- _TASK GOAL_:
Please copy out the records, beginning at the line that has "Where can you spot the building" and stopping after the line that has "Where can you spot the concrete", with every line of text kept as it is. Multiply each point coordinate by 2.6 and round it to a whole number, with halves rounded up.

(Dataset records)
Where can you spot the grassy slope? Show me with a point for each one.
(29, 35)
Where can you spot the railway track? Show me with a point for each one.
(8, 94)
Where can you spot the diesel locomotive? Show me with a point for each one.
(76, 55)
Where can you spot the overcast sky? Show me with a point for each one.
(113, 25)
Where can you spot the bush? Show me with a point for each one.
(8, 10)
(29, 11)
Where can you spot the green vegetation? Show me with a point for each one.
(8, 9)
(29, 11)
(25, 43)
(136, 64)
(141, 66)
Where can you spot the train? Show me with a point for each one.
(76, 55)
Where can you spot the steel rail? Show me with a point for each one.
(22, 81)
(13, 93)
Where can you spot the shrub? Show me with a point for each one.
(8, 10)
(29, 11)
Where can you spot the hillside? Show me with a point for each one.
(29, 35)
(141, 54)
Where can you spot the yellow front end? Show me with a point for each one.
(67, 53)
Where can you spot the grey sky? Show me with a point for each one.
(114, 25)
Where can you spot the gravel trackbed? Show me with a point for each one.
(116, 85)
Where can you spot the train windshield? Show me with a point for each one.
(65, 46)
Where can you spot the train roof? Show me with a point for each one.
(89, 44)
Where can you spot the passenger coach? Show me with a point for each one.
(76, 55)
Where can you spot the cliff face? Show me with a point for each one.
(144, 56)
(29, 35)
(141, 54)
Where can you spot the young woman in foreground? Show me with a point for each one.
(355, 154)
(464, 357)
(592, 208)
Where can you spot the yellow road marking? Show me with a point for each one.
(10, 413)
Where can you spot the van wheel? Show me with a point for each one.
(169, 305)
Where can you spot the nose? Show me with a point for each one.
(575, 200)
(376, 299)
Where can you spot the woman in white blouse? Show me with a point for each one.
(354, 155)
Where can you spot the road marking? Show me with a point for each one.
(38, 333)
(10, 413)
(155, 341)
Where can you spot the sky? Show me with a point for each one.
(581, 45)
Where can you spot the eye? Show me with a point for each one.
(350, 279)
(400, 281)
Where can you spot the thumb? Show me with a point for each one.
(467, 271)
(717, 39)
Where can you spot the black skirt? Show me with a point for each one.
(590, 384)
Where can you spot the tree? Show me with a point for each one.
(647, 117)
...
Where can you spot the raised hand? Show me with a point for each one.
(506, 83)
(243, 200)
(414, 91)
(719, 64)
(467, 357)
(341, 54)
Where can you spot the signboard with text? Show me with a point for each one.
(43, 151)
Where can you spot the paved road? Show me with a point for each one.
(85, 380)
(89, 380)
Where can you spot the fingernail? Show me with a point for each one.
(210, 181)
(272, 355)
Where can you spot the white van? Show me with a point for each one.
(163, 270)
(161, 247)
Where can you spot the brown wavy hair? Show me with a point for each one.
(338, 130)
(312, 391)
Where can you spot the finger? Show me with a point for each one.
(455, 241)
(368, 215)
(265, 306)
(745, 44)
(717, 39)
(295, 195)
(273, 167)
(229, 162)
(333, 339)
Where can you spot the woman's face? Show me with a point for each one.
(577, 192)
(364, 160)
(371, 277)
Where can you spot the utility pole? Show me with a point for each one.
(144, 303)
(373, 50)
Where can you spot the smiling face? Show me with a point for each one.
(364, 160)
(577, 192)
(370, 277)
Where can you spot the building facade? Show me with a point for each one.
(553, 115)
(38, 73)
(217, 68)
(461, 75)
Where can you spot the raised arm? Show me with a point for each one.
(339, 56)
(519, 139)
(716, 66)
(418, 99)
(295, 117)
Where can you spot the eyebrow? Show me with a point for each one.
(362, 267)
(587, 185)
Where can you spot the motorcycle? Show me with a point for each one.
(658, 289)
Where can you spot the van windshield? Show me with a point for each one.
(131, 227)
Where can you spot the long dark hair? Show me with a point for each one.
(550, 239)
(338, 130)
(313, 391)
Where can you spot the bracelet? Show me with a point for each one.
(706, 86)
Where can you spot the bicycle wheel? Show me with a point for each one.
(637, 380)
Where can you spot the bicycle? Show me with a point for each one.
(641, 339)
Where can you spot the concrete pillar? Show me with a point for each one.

- _SOLVED EXERCISE_:
Where can you spot the building facade? Show me with a point for each one.
(1438, 299)
(99, 190)
(564, 177)
(1199, 195)
Where can you spot the raised arm? Show me with a point for each one.
(881, 146)
(1349, 361)
(1862, 172)
(1087, 257)
(767, 304)
Where can you spot the eyebrow? Show me with a point for each one.
(941, 694)
(1526, 481)
Where can you spot the motorcycle? Show me with a point for each one.
(1711, 751)
Where can you spot the van windshield? Show me with a point for each one.
(341, 590)
Where can you spot the long dark hair? Show me with a point for each one.
(1430, 621)
(879, 338)
(814, 1017)
Where can you spot the bracelet? Show me with a point for each one.
(1836, 224)
Where can you spot the bicycle wheel? Show me with a point for each one.
(1656, 988)
Where can you spot the bicycle? Show me with a point for each one.
(1667, 881)
Where can you spot the concrete pillar? Show me with a point for each one.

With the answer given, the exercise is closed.